### Excerpt to read

I don't have a lot of time now, but I'll be on a bit later to explain a problem or two.

 

For that second one, you spent 2/3rds of the hike walking at 3 mi/hr, and 1/3rd at 6mi/hr. Think that'll just be (2/3)*3 + (1/3)*6 = 4 mi/hr. You can think about it like this: Say the hike is 3 hours. 2 hours were spent walking at 3 mi/hr, so over that 2 hours, you'd have travelled 6 miles. Then for the last hour, you traveled 6 mi/hr, so traveled a distance of 6 miles. Thus you traveled 12 miles in total, and it took you 3 hours to do so. 12/3 = 4mi/hr. Make sense?

 

This is not quite correct. As I read the problem, you spend 2/3rds of the distance walking at 3 mi/hr, not 2/3rds of the time, which is what Haelbarde's solution uses. Here is the approach I would use: 

The total distance doesn't matter. You can pick any number and you'll get the same answer, but I'll use 18 miles because it makes the math work out nicer. 

 

The first leg is:

2/3*18mi = 12 miles. 

12 miles /3miles/hr = 4 hours

 

The second leg is:

1/3*18mi = 6 miles.

### Short exercise A
Answer these questions from the thread on average hiking speed, one line each:
(i) How many hours long does the first reply assume the hike is?
(ii) What total distance does the second reply pick?
(iii) How many hours does the first leg take in the second reply?
### Short exercise B
Translate this sentence from the thread on average hiking speed into Spanish: "You can pick any number and you'll get the same answer, but I'll use 18 miles because it makes the math work out nicer."
### Short exercise C
List each distinct walking speed, in miles per hour, that appears in the thread on average hiking speed.
The lines after this thread play no part in this.

### Data records
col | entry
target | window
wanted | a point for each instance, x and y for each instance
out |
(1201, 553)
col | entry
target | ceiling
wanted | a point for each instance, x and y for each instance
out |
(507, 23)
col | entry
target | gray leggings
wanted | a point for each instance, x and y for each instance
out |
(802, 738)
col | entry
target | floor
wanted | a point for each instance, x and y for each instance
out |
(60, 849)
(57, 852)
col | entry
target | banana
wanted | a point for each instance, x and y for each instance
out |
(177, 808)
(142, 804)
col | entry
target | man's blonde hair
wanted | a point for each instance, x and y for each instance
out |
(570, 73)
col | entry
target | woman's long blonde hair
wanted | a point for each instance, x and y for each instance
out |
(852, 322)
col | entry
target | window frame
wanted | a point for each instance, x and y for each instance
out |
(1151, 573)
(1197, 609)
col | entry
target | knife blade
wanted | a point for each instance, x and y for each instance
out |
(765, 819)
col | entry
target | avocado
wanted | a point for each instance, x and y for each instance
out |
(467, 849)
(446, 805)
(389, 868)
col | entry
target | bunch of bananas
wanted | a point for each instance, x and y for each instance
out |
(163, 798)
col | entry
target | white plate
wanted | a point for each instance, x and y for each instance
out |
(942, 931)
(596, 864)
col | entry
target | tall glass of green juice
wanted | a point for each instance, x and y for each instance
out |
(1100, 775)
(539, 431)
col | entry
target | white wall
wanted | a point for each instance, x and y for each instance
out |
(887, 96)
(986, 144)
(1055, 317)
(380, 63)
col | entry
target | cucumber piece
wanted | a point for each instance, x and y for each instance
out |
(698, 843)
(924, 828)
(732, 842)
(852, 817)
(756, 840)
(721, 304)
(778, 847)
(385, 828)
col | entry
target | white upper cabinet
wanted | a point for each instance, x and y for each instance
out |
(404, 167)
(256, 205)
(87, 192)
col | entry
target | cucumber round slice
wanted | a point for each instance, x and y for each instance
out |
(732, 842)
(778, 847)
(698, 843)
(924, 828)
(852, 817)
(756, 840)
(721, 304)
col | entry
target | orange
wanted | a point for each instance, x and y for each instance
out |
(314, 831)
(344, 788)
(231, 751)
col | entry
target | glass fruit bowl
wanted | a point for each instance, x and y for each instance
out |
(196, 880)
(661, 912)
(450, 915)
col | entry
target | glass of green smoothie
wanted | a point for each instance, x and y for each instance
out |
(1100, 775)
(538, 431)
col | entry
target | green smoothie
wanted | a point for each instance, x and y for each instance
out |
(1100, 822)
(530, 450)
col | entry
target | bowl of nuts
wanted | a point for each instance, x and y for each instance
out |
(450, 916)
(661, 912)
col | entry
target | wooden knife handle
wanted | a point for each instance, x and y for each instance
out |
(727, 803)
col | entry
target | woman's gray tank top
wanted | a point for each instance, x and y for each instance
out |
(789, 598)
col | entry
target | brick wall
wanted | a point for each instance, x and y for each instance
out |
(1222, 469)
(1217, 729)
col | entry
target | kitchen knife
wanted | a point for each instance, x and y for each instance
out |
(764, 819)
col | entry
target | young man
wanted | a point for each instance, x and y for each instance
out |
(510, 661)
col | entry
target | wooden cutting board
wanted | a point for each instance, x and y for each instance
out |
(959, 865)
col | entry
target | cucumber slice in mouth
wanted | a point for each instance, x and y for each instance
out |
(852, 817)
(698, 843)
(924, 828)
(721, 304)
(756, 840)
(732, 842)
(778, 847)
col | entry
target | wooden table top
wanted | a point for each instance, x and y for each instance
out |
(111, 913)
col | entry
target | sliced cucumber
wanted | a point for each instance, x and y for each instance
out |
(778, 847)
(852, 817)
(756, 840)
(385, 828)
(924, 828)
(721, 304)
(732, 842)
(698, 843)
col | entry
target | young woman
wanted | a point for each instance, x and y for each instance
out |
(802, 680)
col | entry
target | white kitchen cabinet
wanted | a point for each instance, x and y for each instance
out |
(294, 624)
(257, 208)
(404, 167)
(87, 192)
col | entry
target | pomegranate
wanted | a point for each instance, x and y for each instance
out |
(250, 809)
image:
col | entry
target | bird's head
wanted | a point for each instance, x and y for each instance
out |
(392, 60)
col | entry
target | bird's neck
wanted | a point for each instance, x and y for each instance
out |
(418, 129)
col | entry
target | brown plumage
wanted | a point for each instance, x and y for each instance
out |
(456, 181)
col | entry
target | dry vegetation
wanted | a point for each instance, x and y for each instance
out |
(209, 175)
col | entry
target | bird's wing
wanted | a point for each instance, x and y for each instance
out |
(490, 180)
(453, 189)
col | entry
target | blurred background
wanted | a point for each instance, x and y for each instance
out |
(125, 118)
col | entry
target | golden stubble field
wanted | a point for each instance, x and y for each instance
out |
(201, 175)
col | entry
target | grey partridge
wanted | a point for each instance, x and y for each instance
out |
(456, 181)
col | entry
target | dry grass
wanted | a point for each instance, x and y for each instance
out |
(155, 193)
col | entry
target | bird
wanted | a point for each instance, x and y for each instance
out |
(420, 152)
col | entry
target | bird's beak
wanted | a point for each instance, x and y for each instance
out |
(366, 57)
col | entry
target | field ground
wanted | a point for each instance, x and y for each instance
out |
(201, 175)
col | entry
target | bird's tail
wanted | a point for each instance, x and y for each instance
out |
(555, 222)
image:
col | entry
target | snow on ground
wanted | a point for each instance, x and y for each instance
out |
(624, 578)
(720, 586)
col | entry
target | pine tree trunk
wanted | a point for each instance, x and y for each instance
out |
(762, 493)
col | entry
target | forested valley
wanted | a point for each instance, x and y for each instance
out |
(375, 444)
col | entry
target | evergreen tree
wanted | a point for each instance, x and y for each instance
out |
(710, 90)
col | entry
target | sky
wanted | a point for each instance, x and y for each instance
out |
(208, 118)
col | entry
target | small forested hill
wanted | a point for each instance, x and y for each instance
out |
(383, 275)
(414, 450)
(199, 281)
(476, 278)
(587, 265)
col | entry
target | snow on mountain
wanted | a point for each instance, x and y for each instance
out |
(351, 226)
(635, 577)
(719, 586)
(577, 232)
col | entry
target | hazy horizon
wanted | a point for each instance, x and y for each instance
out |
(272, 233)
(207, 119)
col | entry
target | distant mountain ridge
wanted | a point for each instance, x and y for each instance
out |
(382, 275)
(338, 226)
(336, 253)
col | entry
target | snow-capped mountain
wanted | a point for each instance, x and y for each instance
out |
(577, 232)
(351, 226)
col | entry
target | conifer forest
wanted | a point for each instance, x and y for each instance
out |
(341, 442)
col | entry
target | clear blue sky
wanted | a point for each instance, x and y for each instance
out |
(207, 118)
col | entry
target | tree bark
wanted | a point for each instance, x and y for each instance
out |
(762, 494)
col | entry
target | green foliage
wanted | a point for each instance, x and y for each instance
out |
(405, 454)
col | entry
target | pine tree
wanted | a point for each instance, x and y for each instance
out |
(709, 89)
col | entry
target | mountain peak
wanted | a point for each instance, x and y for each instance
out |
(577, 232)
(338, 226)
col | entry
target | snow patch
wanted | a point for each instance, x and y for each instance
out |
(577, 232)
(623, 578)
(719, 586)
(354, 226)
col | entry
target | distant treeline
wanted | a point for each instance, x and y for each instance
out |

### Output A
(i) 3 hours
(ii) 18 miles
(iii) 4 hours

### Output B
Puedes elegir cualquier número y obtendrás la misma respuesta, pero usaré 18 millas porque así las cuentas salen más fáciles.

### Output C
3 mi/hr, 6 mi/hr, 4 mi/hr